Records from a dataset
---+---

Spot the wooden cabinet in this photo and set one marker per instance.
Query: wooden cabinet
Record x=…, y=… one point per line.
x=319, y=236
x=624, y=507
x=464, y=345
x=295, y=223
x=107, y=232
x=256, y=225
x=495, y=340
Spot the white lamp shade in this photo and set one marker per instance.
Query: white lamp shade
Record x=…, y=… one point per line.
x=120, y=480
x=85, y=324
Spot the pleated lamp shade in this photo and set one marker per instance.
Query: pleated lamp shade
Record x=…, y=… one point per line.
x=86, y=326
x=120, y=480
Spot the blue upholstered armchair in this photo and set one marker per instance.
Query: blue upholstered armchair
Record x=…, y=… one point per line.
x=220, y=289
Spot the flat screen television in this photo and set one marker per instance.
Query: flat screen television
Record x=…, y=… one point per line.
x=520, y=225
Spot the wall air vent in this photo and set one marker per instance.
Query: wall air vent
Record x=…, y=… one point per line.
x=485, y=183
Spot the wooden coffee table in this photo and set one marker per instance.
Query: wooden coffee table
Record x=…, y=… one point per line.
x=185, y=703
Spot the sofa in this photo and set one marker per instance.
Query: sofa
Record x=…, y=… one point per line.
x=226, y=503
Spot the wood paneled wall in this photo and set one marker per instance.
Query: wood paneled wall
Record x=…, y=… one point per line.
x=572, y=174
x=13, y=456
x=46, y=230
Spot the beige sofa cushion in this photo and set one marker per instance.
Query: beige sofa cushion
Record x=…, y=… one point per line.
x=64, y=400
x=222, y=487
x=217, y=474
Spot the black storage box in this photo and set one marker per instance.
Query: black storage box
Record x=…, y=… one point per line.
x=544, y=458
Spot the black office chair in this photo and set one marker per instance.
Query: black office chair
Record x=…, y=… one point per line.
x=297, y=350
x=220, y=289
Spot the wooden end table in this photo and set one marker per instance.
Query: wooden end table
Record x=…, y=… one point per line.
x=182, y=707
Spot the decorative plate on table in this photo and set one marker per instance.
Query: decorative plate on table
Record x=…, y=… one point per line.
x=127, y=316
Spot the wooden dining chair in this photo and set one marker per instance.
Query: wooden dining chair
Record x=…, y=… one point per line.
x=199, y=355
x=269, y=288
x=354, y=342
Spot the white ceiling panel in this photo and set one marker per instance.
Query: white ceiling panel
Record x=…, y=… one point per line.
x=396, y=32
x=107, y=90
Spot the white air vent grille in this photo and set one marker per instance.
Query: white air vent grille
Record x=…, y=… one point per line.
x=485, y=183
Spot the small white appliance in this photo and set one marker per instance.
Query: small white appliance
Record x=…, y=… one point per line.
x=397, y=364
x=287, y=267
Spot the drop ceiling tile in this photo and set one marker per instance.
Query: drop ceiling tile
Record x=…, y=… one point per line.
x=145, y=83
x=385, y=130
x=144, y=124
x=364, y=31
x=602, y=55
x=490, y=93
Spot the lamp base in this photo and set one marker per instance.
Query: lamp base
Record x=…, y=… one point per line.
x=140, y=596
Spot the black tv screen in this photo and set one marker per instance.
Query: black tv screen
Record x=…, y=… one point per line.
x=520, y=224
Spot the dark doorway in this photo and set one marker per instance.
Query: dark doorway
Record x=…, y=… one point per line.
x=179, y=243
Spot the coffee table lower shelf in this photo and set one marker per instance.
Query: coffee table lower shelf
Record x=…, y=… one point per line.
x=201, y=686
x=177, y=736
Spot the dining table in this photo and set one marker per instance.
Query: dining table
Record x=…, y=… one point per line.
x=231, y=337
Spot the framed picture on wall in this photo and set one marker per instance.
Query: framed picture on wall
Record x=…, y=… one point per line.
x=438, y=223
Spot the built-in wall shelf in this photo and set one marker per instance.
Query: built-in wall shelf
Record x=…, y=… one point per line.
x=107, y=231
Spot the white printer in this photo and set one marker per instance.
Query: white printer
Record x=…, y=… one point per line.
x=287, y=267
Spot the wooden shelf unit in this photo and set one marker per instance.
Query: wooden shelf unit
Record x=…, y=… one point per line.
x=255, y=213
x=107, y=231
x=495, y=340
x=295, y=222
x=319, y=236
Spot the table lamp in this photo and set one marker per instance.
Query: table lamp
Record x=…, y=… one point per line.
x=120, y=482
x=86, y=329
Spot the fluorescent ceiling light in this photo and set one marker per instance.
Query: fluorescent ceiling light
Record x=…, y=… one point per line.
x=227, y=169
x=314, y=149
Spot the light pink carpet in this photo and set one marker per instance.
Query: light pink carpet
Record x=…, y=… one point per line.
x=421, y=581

---+---

(WHAT IS EXPECTED)
Write out all of the lines above again, switching each "marker" to "pin" and keeping everything else the same.

(REPLY TO THE TASK)
Spot the wooden cabinet in this photo and set one pin per instance.
Query: wooden cabinet
Record x=…, y=… one point per line.
x=319, y=236
x=624, y=507
x=464, y=345
x=295, y=223
x=107, y=232
x=256, y=225
x=495, y=340
Spot the white lamp shade in this photo and set one pin per instance.
Query: white lamp shade
Record x=…, y=… one point per line.
x=120, y=480
x=85, y=324
Spot the pleated lamp shade in this photo and set one pin per instance.
Query: pleated lamp shade
Record x=…, y=… one point per line.
x=86, y=326
x=120, y=480
Spot the blue upholstered armchair in this photo and set one pin per instance.
Query: blue upholstered armchair
Record x=…, y=… one point per line.
x=220, y=289
Spot the flat screen television in this photo and set one pin per instance.
Query: flat screen television
Record x=…, y=… one point per line.
x=520, y=225
Spot the wall air vent in this photo and set one pin per instance.
Query: wall air vent
Record x=…, y=… one point per line.
x=485, y=183
Spot the wooden coffee table in this photo and set one pin per instance.
Query: wooden coffee table
Record x=…, y=… one point per line.
x=185, y=703
Spot the sofa in this photo and set one pin per instance.
Query: sofa
Record x=…, y=… one point per line.
x=226, y=503
Spot the wood paneled wall in this photo and set one pin per instance.
Query: wood paneled wall
Record x=…, y=… one point per line.
x=572, y=174
x=13, y=456
x=46, y=230
Spot the beige sofa cushion in this photo and set one pin per instance.
Query: beige sofa cushion
Record x=…, y=… one point per line.
x=64, y=400
x=222, y=487
x=217, y=474
Spot the black storage box in this photo and set one pin per instance.
Query: black storage box
Record x=…, y=… one point per line.
x=544, y=458
Spot the black office chair in this photo and set one pin per instance.
Query: black office chair
Record x=…, y=… one point per line.
x=297, y=350
x=220, y=289
Spot the wooden end table in this photo and set one pin per instance.
Query: wooden end table
Record x=…, y=… one point per line.
x=182, y=707
Spot the decorative plate on table in this photo and set one pin per instance.
Query: decorative plate on table
Record x=…, y=… one point per line.
x=127, y=316
Spot the wooden dining chair in this photo and set one pin per instance.
Query: wooden dining chair
Record x=…, y=… one point per line.
x=199, y=355
x=269, y=288
x=354, y=342
Spot the white ceiling panel in this photo and set one pin per instance.
Query: white ceiling panel
Record x=…, y=… one point per line.
x=396, y=32
x=107, y=90
Spot the white air vent grille in this photo and set one pin per instance.
Query: white air vent grille
Record x=…, y=… one point per line.
x=485, y=183
Spot the small white appliance in this photo and set one pin per instance.
Query: small white appliance
Record x=…, y=… one point per line.
x=397, y=364
x=287, y=267
Spot the drop ceiling tile in this photo and set one pin per instance.
Query: drop ceiling tile
Record x=…, y=… one point per line.
x=145, y=83
x=385, y=130
x=144, y=124
x=364, y=31
x=602, y=55
x=490, y=93
Spot the lamp base in this photo and set one pin per instance.
Query: lamp base
Record x=…, y=… one point per line.
x=140, y=596
Spot the black tv screen in this photo and set one pin per instance.
Query: black tv screen
Record x=…, y=… one point per line.
x=520, y=224
Spot the dark doorway in this photo and set one pin per instance.
Query: dark doorway
Record x=…, y=… one point per line.
x=179, y=243
Spot the coffee table lower shelf in this photo and set one pin per instance.
Query: coffee table lower shelf
Record x=…, y=… one point per line.
x=201, y=686
x=177, y=736
Spot the dining table in this photo and set one pin per instance.
Query: dining table
Record x=…, y=… one point per line.
x=231, y=337
Spot the framed picture on wall in this photo and set one pin per instance.
Query: framed picture on wall
Record x=…, y=… one point per line.
x=438, y=223
Spot the built-in wall shelf in this photo and set one pin per instance.
Query: built-in wall shelf
Record x=…, y=… one point per line.
x=107, y=231
Spot the white printer in this photo and set one pin per instance.
Query: white printer
Record x=…, y=… one point per line.
x=287, y=267
Spot the wooden shelf unit in this photo and set one pin per instance.
Query: wooden shelf unit
Record x=…, y=… one point per line.
x=255, y=213
x=107, y=231
x=495, y=340
x=295, y=222
x=319, y=236
Spot the table lamp in this photo and set one pin per instance.
Query: table lamp
Record x=…, y=… one point per line.
x=120, y=482
x=86, y=329
Spot the fluorescent ceiling light in this photo and set one pin per instance.
Query: fluorescent ceiling light
Record x=…, y=… one point per line.
x=227, y=169
x=314, y=149
Spot the light pink carpet in this photo and set one pin per instance.
Query: light pink carpet
Record x=…, y=… one point per line.
x=421, y=581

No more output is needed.